** start of Text extract **

It is leasing a hangar at
the Kennedy Space Center
previously used to refurbish
space shuttles, turning
it into an assembly
plant for CST-100 capsules.
Boeing also hired NASA’s
Mission Operations Directorate,
which runs the
iconic Mission Control
Center in Houston, to
take on a similar role for
CST-100 flights.
SpaceX, on the other
hand, is doing just about
everything itself. It’s building
both the capsule and
rocket, and it will also
handle mission control for
its crewed missions, using
a facility at its headquarters
in Hawthorne, Calif.,
which currently runs
cargo Dragon missions.
“We’re not just building
a crewed Dragon,”
says Reed. “We’re building
a whole system that
needs to be certified to fly
humans safely.”
SINCE NASA AWARDED
contracts to Boeing and
SpaceX in 2014, both companies
have been busy
developing their respective
spacecraft. That work
has included parachute
and other landing-system
demonstrations, SpaceX’s
pad abort trial in 2015, and
various other tests.
But schedules have
slipped. NASA originally
hoped to have commercial
crew vehicles ready
to fly by the end of 2015.
Spending cuts by Congress,
though, prompted
both by skepticism about
the program as well
as tightening budgets,
pushed that target to the
end of 2017.
And this past September
NASA’s Office of Inspector
General warned that
more delays were likely.
The problem was no longer
caused by money issues—
Congress was now fully
funding the program—but
by technical ones.
“Notwithstanding the
contractors’ optimism,
based on the information
we gathered during
our audit, we believe it
unlikely that either Boeing
or SpaceX will achieve certified,
crewed flight to the
ISS until late 2018,” the
report concluded.
When the report came
out, Boeing’s schedule had
already slipped by a few
months, with a crewed test
flight planned for early
2018. “We’ll be ready for
flight services by the middle
of 2018,” Ferguson said
in mid-September.
A month later, Boeing
announced it was delaying
its schedule by half a year.
That crewed test flight, previously
planned for February
2018, is now scheduled
for August 2018, with the
first operational mission
expected in December 2018.
Boeing blamed the delay
on problems with aerodynamic
loads on the Atlas V
created by the CST-100 capsule,
as well as other snafus.
“We’ve gone through
a lot of hurdles on our
technical development,”

** end of Text extract **

▶ Problem: In the excerpt on NASA's commercial crew program, what month and year is Boeing's crewed test flight now scheduled for? The listing isn't needed for anything here.

** start of Material supplied **

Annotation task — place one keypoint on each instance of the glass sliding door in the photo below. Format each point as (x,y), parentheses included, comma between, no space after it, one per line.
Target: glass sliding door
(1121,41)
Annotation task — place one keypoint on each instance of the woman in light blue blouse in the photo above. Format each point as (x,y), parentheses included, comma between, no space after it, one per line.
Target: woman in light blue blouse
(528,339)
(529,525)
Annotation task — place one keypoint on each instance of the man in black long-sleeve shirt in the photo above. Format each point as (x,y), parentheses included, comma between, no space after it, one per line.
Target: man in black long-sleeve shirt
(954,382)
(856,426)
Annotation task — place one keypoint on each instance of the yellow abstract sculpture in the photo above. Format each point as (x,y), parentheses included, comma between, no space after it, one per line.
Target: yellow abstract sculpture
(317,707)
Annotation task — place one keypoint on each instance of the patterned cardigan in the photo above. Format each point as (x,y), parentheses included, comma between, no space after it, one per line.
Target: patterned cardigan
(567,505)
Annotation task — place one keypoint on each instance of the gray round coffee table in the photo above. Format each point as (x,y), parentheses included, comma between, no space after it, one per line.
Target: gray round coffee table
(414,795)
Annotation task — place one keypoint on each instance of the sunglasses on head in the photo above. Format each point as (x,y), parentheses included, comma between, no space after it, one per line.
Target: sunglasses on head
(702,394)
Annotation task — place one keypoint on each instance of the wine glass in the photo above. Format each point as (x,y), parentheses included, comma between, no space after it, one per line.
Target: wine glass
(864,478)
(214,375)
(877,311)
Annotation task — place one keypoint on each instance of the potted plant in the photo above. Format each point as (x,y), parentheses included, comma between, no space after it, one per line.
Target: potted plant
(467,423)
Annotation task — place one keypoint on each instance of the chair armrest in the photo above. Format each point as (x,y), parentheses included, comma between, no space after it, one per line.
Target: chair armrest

** end of Material supplied **

▶ Complete output: August 2018.